## Extracto proporcionado
########
Esta vida es un exilio.
septiembre 2, 2010 a 2:13 am
Arturo Montes Larraín
Miedo me da haber escrito lo anterior.
septiembre 24, 2010 a 8:59 am
Arturo Montes Larraín
No he releído ahora lo anterior. Escribo esto entre otras personas al sacerdote Cristián Precht Bañados con motivo de su septuagésimo aniversario.
En una lectura ingenua o inocente de la Biblia como quizás ésta, resulta curiosa la escisión establecida por Dios entre por un lado el Árbol de la Vida, el consumo de cuyo fruto da inmortalidad al ser humano (Gn. 3.22), y por otro el Árbol de la ciencia del bien y del Mal, el consumo de cuyo fruto rinde a aquél mortal aunque conocedor como Él y sus ángeles de la Ciencia del Bien y del Mal (id.). La inmortalidad sería incompatible con tal conocimiento. Es la adquisición ya cumplida de aquella ciencia, provocada por la tentación de Lucifer a Eva y de ésta a Adán, que los hace y nos hace al menos corporalmente mortales en cuanto organismo hasta ese momento viviente por principio «para siempre» (ibid.). El sacramento del Bautismo borra el Pecado Original de la desobediencia cometida al comer la fruta prohibida y de este modo restablece según el Credo la «resurrección de la carne y la vida eterna». Hay aquí una zona de misterio cuya clave es inaccesible salvo por la fe a la razón humana. Tal carencia está en la esencia misma de la fe. Es sólo por una perversión fanática de la fe que ésta podría darse la imagen por lo demás falsa de ser perfecta. Dicha carencia causa sufrimiento. No se lo puede suprimir sin fanatismo. «Es tu cruz, que no sea pesada», dice Jesús, cuyo auxilio atenúa el dolor.
########
## Datos proporcionados
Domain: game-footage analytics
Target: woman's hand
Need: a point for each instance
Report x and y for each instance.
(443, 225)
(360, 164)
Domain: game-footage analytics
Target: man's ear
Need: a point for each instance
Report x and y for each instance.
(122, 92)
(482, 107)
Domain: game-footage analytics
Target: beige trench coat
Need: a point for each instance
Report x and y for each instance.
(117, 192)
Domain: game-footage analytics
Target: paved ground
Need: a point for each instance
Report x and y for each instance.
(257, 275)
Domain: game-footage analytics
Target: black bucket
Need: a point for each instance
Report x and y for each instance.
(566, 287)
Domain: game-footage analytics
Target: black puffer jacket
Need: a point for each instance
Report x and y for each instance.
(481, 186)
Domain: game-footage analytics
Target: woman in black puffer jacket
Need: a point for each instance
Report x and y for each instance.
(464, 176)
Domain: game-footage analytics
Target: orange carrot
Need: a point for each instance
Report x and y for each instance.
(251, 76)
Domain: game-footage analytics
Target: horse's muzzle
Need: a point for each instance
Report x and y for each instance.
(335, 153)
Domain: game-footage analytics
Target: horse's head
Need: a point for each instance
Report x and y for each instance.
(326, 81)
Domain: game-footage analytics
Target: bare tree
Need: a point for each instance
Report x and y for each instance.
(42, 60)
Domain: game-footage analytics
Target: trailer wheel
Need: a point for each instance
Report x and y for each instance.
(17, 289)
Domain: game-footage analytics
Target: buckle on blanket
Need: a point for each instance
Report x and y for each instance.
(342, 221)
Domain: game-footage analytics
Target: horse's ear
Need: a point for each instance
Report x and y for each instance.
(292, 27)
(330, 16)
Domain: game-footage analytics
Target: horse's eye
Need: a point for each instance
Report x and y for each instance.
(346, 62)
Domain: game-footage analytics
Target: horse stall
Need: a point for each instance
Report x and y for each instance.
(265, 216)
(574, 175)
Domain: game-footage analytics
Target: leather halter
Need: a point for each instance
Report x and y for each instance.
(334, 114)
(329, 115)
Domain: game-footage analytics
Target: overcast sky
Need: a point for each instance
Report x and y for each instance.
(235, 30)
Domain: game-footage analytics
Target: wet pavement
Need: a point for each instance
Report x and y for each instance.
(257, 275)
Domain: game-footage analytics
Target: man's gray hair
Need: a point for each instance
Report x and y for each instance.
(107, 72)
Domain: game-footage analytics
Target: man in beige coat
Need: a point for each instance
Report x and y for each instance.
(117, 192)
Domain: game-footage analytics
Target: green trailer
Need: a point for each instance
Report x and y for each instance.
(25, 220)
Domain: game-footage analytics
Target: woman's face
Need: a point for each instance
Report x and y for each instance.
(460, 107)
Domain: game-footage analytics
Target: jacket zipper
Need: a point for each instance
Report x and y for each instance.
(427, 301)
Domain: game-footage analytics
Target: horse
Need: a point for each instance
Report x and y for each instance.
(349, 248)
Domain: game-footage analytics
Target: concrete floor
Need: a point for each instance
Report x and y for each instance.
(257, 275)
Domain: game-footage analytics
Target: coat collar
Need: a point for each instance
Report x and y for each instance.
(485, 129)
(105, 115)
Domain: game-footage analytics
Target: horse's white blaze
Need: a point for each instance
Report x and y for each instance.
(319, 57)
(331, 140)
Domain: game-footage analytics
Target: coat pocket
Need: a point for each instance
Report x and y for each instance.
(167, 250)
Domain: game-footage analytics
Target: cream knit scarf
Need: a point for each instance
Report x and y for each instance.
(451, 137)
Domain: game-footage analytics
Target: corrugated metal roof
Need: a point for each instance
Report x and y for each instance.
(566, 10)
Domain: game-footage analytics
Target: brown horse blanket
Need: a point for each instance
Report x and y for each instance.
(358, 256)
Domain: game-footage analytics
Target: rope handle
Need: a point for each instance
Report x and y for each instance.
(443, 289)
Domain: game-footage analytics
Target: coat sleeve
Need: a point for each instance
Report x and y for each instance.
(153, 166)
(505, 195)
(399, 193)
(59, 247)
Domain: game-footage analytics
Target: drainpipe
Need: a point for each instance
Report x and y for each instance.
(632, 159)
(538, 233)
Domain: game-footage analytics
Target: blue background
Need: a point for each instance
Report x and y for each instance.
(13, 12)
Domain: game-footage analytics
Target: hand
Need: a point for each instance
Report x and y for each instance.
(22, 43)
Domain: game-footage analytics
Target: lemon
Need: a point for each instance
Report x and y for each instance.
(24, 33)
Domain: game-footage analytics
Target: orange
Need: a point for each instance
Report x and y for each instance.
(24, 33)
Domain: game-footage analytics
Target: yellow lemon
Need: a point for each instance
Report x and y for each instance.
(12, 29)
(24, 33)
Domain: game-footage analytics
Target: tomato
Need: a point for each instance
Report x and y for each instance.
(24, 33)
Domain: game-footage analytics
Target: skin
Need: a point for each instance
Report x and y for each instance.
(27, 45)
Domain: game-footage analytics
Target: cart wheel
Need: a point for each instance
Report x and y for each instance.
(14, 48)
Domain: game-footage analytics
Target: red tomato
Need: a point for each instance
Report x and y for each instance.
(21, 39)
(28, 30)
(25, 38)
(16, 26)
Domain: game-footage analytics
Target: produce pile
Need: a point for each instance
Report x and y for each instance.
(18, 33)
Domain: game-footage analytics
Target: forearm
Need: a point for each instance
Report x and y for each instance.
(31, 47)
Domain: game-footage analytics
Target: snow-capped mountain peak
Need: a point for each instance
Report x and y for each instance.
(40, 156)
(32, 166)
########
## Qué entregar
Reproduce sin cambios, por favor, un pasaje del extracto proporcionado: empieza en las palabras que contienen "septiembre 2, 2010" y termina después de "su septuagésimo aniversario.".

## Solución propuesta
septiembre 2, 2010 a 2:13 am
Arturo Montes Larraín
Miedo me da haber escrito lo anterior.
septiembre 24, 2010 a 8:59 am
Arturo Montes Larraín
No he releído ahora lo anterior. Escribo esto entre otras personas al sacerdote Cristián Precht Bañados con motivo de su septuagésimo aniversario.